* WHAT THE TASK ASKS:
Reproduce word for word the part of the items that opens with the line containing "Practice. Find the red" and closes with the line containing "pixel 1261 338", both of those lines included.

* DATA PROVIDED:
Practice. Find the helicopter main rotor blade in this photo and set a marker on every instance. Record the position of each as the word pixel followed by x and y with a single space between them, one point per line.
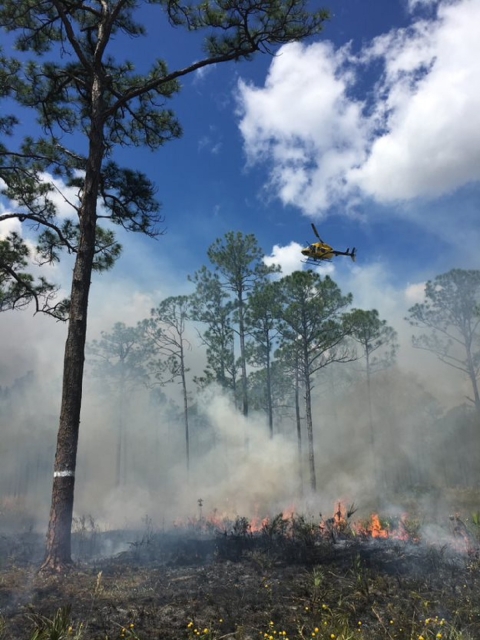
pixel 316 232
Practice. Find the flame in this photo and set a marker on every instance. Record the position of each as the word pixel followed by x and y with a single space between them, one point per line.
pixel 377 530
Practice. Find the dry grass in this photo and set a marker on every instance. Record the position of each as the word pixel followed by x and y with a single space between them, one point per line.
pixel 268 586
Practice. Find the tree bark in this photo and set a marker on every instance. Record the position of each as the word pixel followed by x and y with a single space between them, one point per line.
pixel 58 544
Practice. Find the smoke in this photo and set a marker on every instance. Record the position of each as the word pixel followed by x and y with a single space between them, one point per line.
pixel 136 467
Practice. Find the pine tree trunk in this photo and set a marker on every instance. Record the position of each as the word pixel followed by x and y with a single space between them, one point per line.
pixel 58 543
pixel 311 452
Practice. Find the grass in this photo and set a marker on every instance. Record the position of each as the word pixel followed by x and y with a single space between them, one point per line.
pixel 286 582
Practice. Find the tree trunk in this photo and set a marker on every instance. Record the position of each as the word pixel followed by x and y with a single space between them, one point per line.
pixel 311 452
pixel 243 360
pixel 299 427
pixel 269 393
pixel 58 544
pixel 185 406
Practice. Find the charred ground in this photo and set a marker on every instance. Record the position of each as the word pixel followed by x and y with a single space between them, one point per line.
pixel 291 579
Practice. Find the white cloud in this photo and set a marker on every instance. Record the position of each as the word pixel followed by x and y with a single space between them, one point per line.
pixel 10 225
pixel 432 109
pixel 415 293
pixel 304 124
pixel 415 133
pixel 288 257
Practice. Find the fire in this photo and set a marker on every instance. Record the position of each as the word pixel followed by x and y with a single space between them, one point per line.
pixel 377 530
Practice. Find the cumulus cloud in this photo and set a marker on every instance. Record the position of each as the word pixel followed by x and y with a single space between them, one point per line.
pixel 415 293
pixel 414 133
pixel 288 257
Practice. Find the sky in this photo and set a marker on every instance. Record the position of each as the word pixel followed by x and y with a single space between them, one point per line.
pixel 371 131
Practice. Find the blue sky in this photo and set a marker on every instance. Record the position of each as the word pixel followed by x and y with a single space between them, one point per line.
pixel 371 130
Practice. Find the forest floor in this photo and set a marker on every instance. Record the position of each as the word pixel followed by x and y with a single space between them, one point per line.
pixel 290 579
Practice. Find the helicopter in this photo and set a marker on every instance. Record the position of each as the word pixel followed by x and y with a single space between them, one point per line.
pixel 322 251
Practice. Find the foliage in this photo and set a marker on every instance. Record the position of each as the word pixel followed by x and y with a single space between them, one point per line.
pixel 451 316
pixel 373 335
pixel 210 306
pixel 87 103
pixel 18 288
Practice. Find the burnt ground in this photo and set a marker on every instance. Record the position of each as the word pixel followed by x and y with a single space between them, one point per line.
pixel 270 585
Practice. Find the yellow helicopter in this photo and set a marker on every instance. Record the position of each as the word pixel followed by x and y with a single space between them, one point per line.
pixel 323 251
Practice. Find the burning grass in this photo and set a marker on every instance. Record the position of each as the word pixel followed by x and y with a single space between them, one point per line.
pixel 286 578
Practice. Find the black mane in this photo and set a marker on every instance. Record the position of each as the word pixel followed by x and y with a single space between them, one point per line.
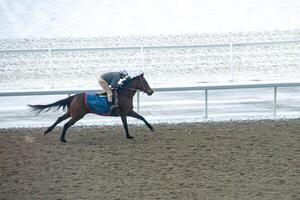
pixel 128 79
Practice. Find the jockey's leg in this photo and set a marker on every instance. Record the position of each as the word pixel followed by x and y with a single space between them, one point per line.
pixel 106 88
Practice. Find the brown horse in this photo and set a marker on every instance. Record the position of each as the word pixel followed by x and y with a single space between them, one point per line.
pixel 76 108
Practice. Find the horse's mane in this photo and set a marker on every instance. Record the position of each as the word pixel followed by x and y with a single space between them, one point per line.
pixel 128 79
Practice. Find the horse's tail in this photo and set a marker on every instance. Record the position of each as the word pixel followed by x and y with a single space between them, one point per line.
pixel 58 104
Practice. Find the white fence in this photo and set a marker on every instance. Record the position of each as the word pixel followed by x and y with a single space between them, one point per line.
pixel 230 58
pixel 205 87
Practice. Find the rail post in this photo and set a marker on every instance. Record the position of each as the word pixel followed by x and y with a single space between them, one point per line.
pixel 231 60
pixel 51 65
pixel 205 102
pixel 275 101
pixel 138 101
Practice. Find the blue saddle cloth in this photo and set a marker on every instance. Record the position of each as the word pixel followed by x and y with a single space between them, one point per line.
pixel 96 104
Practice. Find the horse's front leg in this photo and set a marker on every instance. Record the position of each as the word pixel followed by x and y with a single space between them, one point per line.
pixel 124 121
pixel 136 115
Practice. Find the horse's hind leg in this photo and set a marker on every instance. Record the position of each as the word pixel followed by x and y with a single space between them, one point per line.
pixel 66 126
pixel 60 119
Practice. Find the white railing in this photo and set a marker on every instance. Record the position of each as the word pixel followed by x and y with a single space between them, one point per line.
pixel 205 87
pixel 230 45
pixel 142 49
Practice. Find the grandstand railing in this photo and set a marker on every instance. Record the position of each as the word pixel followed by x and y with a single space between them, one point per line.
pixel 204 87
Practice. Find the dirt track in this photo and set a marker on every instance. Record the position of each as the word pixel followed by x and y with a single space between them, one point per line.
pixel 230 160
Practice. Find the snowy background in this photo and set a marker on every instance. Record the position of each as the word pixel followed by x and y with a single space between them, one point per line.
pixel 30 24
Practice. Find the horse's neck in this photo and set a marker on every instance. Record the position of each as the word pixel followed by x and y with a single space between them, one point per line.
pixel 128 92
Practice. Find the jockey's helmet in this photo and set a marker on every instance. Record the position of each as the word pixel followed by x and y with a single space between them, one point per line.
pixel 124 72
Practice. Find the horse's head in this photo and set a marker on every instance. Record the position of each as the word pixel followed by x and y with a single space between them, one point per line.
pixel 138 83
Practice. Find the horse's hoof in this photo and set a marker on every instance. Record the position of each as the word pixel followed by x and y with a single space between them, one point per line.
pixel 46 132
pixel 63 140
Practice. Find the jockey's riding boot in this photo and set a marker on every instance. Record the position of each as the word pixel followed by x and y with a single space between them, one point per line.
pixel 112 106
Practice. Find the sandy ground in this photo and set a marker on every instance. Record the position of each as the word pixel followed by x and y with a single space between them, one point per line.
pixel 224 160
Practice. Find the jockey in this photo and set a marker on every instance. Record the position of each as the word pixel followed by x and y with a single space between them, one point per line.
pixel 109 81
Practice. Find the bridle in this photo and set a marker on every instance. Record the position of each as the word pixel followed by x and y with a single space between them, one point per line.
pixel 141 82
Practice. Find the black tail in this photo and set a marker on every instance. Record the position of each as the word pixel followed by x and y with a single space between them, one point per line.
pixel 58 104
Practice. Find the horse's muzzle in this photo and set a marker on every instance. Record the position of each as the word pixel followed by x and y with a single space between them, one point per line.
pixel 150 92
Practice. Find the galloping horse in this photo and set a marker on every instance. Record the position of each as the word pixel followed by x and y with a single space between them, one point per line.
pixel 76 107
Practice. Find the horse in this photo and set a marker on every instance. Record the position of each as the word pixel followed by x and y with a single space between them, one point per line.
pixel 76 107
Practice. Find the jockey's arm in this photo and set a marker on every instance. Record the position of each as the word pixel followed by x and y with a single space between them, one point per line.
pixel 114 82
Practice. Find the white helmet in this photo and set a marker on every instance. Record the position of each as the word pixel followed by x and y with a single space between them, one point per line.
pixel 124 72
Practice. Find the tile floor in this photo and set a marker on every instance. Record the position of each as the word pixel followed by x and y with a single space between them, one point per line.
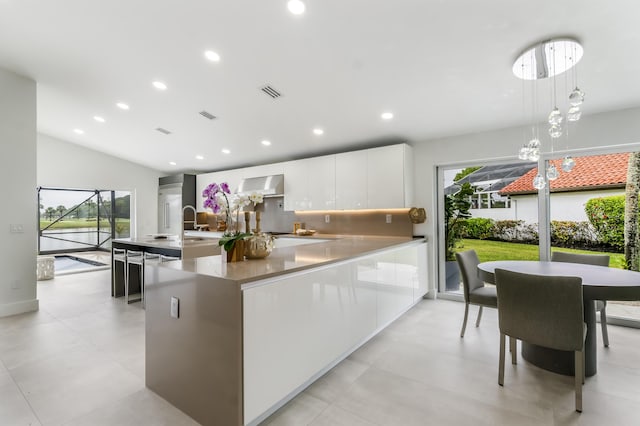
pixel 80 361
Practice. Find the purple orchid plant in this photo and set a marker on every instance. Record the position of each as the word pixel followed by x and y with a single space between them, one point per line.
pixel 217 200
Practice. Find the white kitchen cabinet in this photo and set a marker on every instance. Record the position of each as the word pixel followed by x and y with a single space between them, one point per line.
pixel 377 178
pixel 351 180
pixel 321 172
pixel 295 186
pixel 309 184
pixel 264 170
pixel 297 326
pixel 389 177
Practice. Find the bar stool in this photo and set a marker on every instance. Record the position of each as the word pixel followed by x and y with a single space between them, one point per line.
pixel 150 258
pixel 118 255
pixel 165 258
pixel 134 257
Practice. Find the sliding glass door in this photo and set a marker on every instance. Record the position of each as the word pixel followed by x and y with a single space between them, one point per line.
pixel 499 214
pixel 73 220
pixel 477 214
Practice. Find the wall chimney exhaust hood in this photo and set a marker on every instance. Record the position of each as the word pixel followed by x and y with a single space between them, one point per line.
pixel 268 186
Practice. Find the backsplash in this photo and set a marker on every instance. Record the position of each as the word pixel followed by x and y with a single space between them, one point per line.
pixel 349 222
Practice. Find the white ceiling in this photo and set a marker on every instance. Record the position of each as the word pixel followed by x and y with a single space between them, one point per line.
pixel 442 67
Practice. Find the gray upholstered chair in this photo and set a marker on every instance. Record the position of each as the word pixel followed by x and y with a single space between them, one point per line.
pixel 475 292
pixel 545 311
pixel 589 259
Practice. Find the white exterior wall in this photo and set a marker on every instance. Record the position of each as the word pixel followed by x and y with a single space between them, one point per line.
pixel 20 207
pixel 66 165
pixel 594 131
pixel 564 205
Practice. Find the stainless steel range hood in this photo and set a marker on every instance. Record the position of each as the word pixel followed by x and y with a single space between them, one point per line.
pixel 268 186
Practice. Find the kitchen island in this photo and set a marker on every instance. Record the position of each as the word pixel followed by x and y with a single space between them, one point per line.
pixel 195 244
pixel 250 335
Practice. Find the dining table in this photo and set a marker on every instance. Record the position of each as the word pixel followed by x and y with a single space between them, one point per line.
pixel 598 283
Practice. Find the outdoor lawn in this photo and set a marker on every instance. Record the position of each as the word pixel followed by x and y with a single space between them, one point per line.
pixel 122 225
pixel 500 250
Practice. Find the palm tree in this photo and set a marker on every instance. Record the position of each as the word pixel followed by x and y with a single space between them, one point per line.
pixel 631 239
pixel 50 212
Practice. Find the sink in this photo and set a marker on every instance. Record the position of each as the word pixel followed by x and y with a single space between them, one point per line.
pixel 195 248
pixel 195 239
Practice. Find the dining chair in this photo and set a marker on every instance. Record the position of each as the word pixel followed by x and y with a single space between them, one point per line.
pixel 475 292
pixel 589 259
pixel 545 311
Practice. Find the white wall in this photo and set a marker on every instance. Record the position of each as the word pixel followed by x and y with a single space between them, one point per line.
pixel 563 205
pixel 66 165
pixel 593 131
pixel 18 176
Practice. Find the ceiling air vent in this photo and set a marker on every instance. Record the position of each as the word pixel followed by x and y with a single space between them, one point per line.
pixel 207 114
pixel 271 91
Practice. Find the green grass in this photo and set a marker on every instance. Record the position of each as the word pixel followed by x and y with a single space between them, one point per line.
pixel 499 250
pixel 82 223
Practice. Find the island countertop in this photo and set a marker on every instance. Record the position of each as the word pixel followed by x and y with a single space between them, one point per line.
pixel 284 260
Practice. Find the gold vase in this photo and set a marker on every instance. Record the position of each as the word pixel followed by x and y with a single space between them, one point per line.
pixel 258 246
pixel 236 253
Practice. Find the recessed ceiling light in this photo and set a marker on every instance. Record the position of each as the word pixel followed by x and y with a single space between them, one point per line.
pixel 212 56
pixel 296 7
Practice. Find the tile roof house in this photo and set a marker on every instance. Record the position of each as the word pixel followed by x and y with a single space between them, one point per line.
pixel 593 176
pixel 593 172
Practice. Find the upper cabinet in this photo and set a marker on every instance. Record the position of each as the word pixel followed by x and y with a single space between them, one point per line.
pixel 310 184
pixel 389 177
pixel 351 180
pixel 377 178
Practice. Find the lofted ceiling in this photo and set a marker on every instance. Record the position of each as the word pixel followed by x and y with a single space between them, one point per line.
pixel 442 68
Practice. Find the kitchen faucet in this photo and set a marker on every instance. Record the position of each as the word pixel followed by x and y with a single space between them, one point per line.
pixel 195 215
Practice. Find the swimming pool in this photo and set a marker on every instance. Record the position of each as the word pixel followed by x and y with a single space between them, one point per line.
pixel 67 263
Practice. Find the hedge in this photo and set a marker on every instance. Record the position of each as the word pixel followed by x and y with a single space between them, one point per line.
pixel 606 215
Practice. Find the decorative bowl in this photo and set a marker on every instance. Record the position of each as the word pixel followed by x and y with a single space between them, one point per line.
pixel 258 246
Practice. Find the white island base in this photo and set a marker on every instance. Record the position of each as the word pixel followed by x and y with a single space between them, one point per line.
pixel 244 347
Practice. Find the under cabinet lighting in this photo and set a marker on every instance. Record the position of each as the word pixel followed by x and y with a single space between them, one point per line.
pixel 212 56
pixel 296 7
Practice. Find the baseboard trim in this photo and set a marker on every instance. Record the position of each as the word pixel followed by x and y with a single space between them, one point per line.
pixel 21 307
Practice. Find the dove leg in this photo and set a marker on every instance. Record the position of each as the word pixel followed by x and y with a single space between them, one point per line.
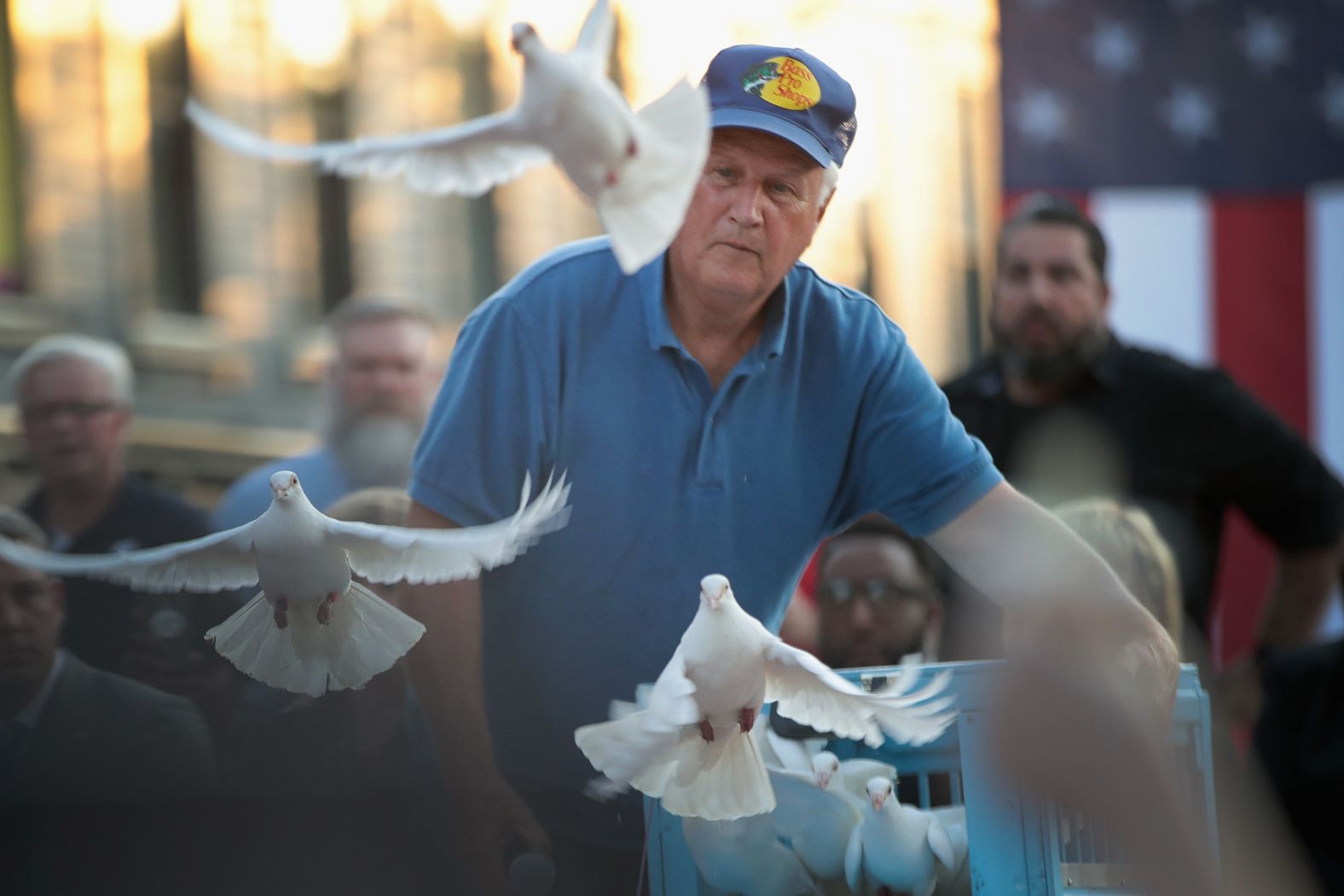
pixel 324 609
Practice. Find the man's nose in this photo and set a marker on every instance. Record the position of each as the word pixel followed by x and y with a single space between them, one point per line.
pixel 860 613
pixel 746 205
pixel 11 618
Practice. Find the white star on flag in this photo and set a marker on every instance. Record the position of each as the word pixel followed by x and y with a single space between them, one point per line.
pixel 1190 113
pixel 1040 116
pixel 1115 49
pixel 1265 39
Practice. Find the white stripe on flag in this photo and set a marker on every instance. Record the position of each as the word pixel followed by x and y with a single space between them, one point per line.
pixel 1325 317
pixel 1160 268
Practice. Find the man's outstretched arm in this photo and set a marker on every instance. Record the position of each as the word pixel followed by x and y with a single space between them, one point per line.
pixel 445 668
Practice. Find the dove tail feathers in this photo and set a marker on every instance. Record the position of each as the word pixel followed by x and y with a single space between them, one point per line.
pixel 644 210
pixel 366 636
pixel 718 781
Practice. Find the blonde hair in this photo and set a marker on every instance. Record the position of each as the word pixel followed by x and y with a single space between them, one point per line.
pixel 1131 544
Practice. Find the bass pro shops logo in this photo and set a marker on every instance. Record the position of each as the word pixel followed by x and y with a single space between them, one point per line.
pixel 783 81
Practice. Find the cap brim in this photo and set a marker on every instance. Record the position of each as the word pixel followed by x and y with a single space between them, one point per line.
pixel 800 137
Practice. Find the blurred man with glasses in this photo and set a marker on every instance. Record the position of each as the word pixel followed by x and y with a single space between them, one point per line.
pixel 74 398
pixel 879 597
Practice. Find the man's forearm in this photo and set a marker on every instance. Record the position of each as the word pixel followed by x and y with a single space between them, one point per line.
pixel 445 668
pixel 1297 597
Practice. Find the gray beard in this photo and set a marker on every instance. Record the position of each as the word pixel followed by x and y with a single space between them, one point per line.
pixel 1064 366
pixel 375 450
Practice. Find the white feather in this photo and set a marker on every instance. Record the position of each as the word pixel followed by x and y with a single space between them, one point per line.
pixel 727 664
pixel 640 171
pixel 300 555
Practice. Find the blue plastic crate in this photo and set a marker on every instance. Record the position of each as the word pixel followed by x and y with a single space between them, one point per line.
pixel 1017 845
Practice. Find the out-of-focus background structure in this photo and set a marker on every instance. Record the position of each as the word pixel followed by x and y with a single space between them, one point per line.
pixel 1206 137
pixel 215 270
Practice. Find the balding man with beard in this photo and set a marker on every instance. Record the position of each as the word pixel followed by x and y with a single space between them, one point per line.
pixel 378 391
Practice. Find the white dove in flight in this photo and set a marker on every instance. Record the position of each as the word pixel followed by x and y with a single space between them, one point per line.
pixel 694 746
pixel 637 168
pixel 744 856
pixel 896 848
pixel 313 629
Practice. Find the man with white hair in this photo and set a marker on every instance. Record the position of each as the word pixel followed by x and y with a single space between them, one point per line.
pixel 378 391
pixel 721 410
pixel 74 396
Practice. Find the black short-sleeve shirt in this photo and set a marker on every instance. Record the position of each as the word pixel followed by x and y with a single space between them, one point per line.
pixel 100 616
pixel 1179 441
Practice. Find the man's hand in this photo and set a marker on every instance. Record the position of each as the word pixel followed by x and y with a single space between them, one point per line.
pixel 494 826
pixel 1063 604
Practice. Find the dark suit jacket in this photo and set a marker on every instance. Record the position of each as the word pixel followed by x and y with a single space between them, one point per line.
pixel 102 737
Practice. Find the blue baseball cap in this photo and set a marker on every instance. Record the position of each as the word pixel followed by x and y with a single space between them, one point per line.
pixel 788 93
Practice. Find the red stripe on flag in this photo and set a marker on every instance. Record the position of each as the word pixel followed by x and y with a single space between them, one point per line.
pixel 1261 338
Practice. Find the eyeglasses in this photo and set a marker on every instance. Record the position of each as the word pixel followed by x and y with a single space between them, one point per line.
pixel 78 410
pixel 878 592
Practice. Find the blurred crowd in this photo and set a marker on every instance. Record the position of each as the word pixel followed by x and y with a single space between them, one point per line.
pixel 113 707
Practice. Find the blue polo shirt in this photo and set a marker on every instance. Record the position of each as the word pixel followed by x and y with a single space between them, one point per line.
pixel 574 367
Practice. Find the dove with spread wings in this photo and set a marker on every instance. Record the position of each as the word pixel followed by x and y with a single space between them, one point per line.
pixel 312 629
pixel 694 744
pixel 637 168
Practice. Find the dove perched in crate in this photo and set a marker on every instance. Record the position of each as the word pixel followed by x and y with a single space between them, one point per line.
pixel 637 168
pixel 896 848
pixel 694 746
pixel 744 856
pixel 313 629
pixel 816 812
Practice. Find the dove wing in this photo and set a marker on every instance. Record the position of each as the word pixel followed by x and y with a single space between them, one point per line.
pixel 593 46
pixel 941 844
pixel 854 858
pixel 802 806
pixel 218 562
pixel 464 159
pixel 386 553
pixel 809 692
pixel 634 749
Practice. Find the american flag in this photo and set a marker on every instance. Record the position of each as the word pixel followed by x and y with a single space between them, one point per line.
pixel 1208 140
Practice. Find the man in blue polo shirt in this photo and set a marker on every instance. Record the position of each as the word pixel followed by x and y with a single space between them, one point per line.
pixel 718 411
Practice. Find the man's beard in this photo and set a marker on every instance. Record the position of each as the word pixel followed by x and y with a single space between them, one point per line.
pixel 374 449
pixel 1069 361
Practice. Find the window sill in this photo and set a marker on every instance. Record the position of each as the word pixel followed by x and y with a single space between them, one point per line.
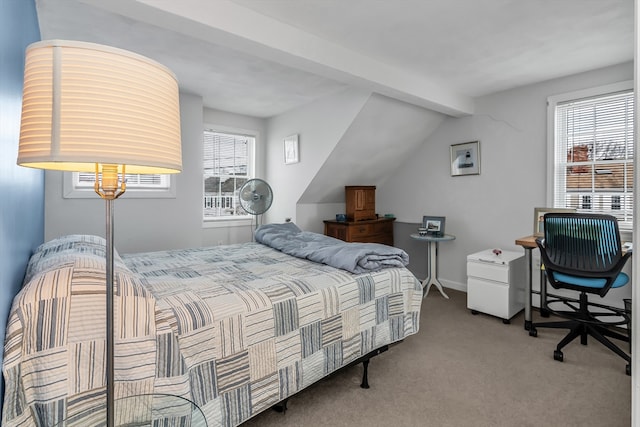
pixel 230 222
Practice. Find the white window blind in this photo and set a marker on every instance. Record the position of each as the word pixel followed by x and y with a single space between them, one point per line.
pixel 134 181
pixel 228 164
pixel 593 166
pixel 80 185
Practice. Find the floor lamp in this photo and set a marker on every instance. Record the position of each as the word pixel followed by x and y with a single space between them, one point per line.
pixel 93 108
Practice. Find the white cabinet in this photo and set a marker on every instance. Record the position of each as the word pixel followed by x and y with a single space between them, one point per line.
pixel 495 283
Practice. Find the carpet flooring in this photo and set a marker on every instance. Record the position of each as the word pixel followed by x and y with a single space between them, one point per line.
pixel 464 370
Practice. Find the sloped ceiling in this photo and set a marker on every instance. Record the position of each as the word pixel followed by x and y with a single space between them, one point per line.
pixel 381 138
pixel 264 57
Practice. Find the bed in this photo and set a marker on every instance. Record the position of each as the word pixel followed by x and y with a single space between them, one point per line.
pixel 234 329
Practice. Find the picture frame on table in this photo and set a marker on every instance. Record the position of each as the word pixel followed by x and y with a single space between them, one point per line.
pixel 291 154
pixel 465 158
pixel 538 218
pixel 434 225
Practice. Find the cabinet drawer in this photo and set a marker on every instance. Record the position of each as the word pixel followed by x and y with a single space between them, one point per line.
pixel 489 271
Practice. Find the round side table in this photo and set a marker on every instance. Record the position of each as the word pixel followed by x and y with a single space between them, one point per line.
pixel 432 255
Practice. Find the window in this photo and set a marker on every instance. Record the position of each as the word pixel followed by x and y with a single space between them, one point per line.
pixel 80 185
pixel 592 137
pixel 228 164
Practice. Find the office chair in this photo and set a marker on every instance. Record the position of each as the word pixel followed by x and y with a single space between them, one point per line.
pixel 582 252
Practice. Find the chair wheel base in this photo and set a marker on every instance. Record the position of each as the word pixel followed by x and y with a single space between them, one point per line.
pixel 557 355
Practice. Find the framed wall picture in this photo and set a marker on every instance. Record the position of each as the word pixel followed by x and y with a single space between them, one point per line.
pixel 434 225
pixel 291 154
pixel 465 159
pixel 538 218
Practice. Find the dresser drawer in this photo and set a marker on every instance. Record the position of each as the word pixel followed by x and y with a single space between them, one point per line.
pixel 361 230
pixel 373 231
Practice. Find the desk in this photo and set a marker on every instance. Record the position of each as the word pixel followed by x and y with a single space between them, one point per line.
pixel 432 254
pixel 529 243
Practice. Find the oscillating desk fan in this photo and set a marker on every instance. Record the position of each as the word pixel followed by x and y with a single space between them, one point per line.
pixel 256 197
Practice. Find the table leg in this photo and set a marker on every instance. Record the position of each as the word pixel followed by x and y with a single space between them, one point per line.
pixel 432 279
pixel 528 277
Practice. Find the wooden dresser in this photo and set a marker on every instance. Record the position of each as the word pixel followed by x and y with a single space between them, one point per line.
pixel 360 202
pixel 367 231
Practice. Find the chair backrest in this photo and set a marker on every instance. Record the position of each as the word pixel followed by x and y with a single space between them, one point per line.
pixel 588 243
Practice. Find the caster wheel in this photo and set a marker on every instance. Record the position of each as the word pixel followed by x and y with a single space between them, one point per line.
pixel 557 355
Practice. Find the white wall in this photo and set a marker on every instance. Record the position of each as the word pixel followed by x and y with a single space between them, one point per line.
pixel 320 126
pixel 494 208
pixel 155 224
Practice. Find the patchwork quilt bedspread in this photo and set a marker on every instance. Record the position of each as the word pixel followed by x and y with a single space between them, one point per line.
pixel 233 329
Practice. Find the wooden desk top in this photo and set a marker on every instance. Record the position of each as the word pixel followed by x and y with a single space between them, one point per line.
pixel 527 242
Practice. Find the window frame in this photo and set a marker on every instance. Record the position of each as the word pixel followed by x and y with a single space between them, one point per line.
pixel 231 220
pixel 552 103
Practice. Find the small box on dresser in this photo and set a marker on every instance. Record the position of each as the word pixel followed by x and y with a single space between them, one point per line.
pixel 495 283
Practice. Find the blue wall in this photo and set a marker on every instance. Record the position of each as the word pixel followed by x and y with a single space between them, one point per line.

* ANSWER TO THIS PROBLEM:
Practice. Find the red stripe on flag in this photo and set a marker on every instance. Record the position of each as the word pixel followed by x and y with a single space between them, one point per line.
pixel 1261 338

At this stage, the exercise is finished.